▼

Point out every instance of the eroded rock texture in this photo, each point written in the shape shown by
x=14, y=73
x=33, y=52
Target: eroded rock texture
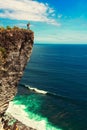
x=15, y=50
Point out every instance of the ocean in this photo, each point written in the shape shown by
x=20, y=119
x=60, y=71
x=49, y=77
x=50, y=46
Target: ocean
x=52, y=94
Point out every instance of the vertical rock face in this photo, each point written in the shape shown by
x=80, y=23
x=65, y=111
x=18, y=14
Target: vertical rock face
x=15, y=50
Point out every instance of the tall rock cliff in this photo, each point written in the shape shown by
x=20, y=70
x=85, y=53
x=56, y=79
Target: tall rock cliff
x=15, y=50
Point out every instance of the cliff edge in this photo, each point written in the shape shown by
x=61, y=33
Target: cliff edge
x=15, y=50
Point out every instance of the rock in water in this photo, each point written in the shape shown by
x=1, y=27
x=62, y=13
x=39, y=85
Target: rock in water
x=15, y=50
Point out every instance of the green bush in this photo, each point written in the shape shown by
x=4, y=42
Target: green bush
x=3, y=51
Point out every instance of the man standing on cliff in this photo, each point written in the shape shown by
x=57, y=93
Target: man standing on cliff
x=28, y=26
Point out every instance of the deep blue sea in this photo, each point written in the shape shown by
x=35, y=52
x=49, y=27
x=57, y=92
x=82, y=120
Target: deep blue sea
x=54, y=86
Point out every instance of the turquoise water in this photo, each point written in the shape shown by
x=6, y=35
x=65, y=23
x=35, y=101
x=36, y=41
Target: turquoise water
x=58, y=76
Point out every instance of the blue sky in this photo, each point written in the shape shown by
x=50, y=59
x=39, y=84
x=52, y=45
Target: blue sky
x=53, y=21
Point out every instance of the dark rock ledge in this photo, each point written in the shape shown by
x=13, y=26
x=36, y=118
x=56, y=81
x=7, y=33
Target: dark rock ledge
x=15, y=50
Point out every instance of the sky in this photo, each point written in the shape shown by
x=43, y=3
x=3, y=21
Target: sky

▲

Work required =>
Can the entries above be repeated exactly, without their pictures?

Complete output =>
Point out every instance of the eroded rock texture in this photo, each point written in the shape shown by
x=14, y=73
x=33, y=52
Target: eroded rock texture
x=15, y=50
Point out every instance of the ocean in this photo, each point written in the shape shown by
x=20, y=119
x=60, y=71
x=49, y=77
x=50, y=46
Target: ocean
x=52, y=94
Point out every instance of the vertical rock face in this photo, each point written in the shape shown by
x=80, y=23
x=65, y=111
x=18, y=14
Target: vertical rock face
x=15, y=50
Point out every instance of the tall rock cliff in this photo, each point written in the shape shown by
x=20, y=70
x=85, y=53
x=56, y=79
Target: tall rock cliff
x=15, y=50
Point out every instance of the cliff edge in this photo, each point written in the shape shown by
x=61, y=33
Target: cliff edge
x=15, y=50
Point out every instance of the rock in water in this photo, each point written in the shape shown by
x=1, y=27
x=62, y=13
x=39, y=85
Target: rock in water
x=15, y=50
Point out every instance of the green bush in this photo, each point written in the shape shown by
x=4, y=42
Target: green bush
x=3, y=51
Point out every instance of the man standing on cliff in this photo, each point written in the shape shown by
x=57, y=93
Target: man standing on cliff
x=28, y=26
Point out every instance of the deep blue sea in this photo, each point written in the shape shown by
x=35, y=52
x=49, y=27
x=57, y=92
x=82, y=120
Target: deep blue sea
x=54, y=86
Point out every instance of the turquoise water in this photo, each point written in the shape shown by
x=6, y=35
x=65, y=23
x=35, y=101
x=36, y=41
Target: turquoise water
x=58, y=76
Point out every instance of the blue sky in this photo, each point written in the shape shown by
x=50, y=59
x=39, y=84
x=52, y=45
Target: blue sky
x=53, y=21
Point out every instance of the dark rock ledge in this photo, each point written in the shape shown by
x=13, y=26
x=36, y=118
x=56, y=81
x=7, y=33
Target: dark rock ledge
x=15, y=50
Point out every instance of the sky in this photo, each point written in the shape shown by
x=43, y=3
x=3, y=21
Target: sky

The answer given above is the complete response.